:: Sunulan alıntı
BÜYÜYEN TÜRKİYE'DE NİYE CÜZDANLAR KÜÇÜLÜYOR?

Prof. Dr. D. Murat DEMİRÖZ
Tüm Yazıları
Bugün sizlerle son açıklanan büyüme verileri hakkında görüşlerimi paylaşacağım. Mahallede, çarşı pazarda, okulda beni tanıyan herkesin sorduğu soru şu? Türkiye büyüyorsa benim cüzdanım nasıl küçülüyor? Tabii burada kastedilen fiziki anlamda cüzdanın küçülmesi veya parasal değer olarak maaş ve gelirlerin azalması değildir: Maaşlı çalışanlar, küçük esnaf ve emekliler reel satın alma güçlerindeki azalmadan şikayetçiler. Dilerseniz ilk önce büyüme verilerini özetleyeyim. İlk önce harcama kalemlerine göre, daha sonra da üretim sektörlerine göre büyümenin nasıl gerçekleştiğini ele alalım. Sonra yorumlarız.

HARCAMA BİLEŞENLERİNE GÖRE BÜYÜME

Türkiye İstatistik Kurumu’nun (TÜİK) 2023 yılının son çeyreğine ilişkin yayımladığı dönemsel gayrisafi yurt içi hasıla istatistiklerine göre Türk Ekonomisinin 2023 yılı büyümesi toplam harcama bileşenlerine göre şu oranlarda gerçekleşmiş:

Yerleşik hane halklarının nihai tüketim harcamaları, 2023 yılında bir önceki yıl zincirlenmiş hacim endeksine göre yüzde 12,8 artarken, hane halkı tüketim harcamalarının GSYH içindeki payı da yüzde 59,1 olmuş. Aynı dönemde devletin nihai tüketim harcamaları yüzde 1,7, gayrisafi sabit sermaye oluşumu, yani brüt yatırımlar, ise yüzde 10,7 artmış. Dış ekonomiyle büyümenin bağlantısı açısından 2023 yılında mal ve hizmet ihracatı yüzde 2,7 azalırken ithalatı yüzde 11,7 artmış.
::::
:: Sıralanan satırlar
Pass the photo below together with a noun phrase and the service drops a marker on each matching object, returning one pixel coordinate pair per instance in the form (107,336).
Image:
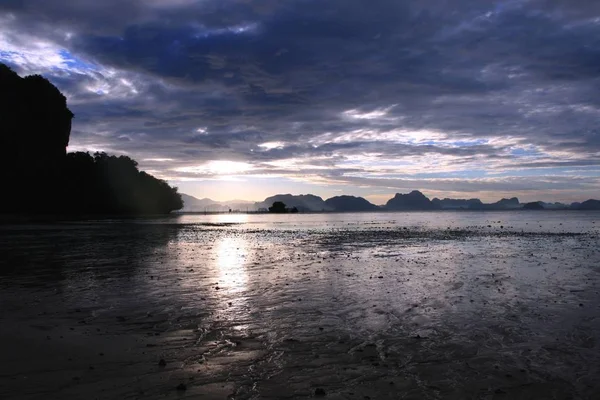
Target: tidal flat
(438,305)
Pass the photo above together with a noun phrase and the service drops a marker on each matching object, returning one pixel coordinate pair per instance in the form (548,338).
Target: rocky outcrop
(350,204)
(35,126)
(415,200)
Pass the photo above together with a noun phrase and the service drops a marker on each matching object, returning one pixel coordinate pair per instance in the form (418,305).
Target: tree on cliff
(39,175)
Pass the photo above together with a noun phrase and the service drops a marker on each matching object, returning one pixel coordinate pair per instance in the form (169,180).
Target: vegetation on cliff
(38,174)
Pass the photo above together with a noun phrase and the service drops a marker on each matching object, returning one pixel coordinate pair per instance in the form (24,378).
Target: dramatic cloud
(466,96)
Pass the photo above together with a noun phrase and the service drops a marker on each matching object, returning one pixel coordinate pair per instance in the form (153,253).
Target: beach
(439,305)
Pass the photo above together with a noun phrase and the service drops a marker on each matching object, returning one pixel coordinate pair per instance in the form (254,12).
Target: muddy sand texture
(143,311)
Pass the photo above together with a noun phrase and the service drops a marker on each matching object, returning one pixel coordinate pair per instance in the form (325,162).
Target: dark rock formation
(278,208)
(504,204)
(454,204)
(303,202)
(35,125)
(415,200)
(536,205)
(589,205)
(350,203)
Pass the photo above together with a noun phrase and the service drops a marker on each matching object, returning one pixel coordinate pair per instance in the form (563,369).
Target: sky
(242,99)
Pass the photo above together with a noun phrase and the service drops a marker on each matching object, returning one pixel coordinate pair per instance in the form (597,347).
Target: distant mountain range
(413,201)
(193,204)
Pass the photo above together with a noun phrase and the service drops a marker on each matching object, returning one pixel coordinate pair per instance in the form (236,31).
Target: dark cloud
(211,79)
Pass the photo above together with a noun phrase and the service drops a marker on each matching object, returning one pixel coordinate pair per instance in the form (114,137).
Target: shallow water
(440,305)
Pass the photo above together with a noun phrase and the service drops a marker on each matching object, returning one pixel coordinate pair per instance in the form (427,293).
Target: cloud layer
(467,96)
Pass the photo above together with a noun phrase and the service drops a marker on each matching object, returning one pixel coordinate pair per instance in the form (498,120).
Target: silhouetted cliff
(350,203)
(303,202)
(40,177)
(415,200)
(535,205)
(451,204)
(589,205)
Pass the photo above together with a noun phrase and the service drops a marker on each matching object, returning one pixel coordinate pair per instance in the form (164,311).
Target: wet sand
(224,310)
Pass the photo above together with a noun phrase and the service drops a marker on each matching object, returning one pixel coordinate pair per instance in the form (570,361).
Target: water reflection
(230,218)
(231,253)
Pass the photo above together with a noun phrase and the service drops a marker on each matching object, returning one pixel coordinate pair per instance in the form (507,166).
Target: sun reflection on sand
(231,255)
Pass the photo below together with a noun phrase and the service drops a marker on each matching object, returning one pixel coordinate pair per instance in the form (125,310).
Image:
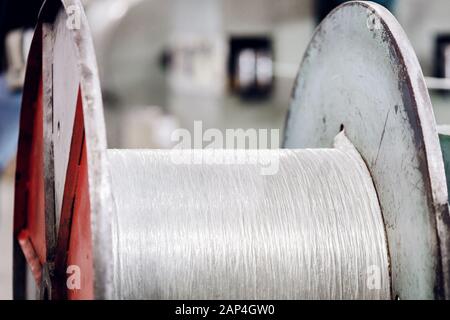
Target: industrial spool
(366,80)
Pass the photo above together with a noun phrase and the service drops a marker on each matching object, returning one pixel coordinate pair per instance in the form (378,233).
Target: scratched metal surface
(360,71)
(313,230)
::::
Şunu yapın:
Büyüme verileri üzerine yazılmış metne göre aşağıdaki soruları yanıtlayın:
1. Maaşlı çalışanlar, küçük esnaf ve emekliler neyden şikayetçidir?
2. 2023 yılında hane halkı tüketim harcamalarının GSYH içindeki payı yüzde kaç olmuştur?
3. 2023 yılında mal ve hizmet ihracatı nasıl bir değişim göstermiştir?
Satırlar başka bir kaynaktan alınmıştır.

Tamamlanan görev:
1. Reel satın alma güçlerindeki azalmadan şikayetçidirler.
2. Yüzde 59,1 olmuştur.
3. Yüzde 2,7 azalmıştır.